■ A tarefa
Por favor, diga de qual cidade era natural Antonio Vitorino dos Santos, conforme o texto sobre a vida dele.

■ Texto para leitura
A vida de Antonio Vitorino dos Santos: um cabra da peste no sertão da Paraíba

A vida de Antonio Vitorino dos Santos (11.01.1911-29.06.1988), agricultor, natural de Flores-PE, distante 18 km de Princesa Isabel-PB, é um grande enigma. Nunca falava sobre o seu passado, sobre os seus antepassados. Não é fácil imaginar como sobrevivera, com aquela cor, àqueles tempos árduos nos sertões pernambucanos. Naqueles tempos, vivia-se a nova república, denominada de velha. Naqueles idos de Brasil pós-império, as exclusões social e racial imperavam, mesmo Gilberto Freyre afirmando o contrário.

É possível que tenha ido parar em São Gonçalo-PB como outros milhares de sertanejos, tangidos pelas boas novas das obras de açudagem. Poderia ter feito o penoso percurso Pernambuco-Paraíba em um confortável pau-de-arara das antigas, alimentando-se apenas de poeira e sol na lancinante travessia ou, talvez, tenha vencido o trajeto a pé, pelos descaminhos das florestas da caatinga.

Segundo Nóbrega (2004), naqueles tempos “Era então o sertão riscado de caminhos arremendados, estradas tão imperfeitas que as primeiras chuvas apagavam.”

Seu Antonio era homem de serviços braçais. Não tinha medo de serviço pesado e nunca fraquejou diante de uma seca hedionda. Já aos quatro anos de idade seria apresentado à seca - logo aquela delatada por Raquel de Queiroz. Ainda não sabia o que era, nem do que se tratava, mas, sem demora, percebeu a sua perversidade e maléficas intenções.

■ Dados fornecidos
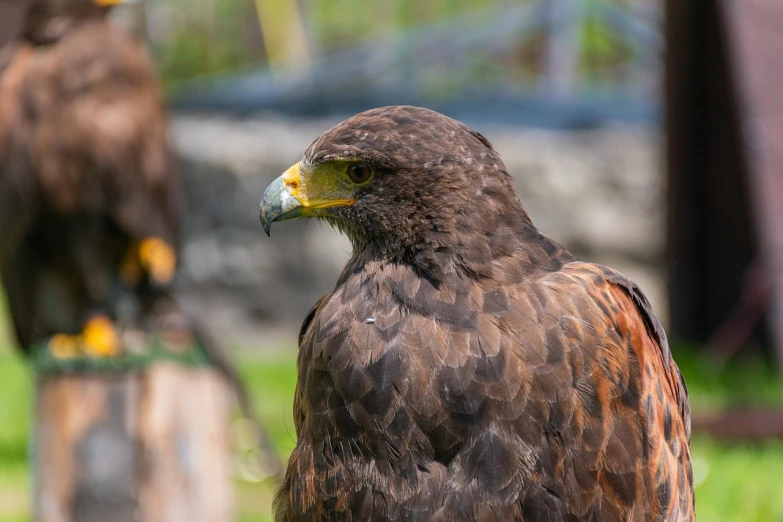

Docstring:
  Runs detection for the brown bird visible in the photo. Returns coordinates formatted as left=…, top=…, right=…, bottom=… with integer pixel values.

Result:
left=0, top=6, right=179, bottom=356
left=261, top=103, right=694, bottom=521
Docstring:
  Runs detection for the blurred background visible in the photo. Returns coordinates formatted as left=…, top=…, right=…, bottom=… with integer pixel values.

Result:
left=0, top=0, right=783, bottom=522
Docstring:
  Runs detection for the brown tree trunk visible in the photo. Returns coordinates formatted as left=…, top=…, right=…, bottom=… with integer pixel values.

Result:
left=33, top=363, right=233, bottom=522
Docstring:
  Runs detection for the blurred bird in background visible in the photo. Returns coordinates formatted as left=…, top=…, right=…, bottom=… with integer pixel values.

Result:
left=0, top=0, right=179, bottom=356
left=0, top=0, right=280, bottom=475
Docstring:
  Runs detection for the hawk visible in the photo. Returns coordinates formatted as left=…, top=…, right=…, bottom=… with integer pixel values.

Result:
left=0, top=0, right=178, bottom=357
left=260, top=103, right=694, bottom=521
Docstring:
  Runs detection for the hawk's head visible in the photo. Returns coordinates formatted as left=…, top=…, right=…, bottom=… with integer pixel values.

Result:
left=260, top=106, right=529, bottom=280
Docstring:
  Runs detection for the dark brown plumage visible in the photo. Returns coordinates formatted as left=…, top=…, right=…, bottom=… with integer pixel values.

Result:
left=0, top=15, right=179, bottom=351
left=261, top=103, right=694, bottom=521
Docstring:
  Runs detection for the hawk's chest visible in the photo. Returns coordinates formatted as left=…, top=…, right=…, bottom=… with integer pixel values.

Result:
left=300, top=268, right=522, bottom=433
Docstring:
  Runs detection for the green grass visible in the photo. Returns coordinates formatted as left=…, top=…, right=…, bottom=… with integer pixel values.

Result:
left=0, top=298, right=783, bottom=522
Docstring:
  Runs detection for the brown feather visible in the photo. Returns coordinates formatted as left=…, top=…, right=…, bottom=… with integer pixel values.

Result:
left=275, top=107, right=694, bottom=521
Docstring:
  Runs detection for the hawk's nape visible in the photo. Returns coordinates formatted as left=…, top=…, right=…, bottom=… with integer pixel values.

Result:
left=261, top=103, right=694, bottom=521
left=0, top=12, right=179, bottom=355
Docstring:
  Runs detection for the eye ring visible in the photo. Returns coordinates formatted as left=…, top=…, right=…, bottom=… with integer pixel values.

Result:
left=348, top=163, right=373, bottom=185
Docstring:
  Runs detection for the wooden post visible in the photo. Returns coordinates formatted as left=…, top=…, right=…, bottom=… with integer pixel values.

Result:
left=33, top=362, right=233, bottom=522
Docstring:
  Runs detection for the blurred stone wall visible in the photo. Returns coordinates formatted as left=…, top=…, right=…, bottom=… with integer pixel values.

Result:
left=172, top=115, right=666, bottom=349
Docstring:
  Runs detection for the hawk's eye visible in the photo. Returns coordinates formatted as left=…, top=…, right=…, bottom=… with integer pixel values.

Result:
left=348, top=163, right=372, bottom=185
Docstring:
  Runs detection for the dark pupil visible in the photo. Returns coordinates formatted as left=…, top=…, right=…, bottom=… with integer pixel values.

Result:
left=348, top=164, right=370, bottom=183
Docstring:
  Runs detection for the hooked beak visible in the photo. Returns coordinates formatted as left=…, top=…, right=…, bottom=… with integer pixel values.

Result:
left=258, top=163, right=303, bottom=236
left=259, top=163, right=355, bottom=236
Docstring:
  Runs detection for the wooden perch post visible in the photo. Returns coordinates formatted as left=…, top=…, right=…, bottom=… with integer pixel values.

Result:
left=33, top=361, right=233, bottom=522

■ Resposta
Ele era natural de Flores-PE.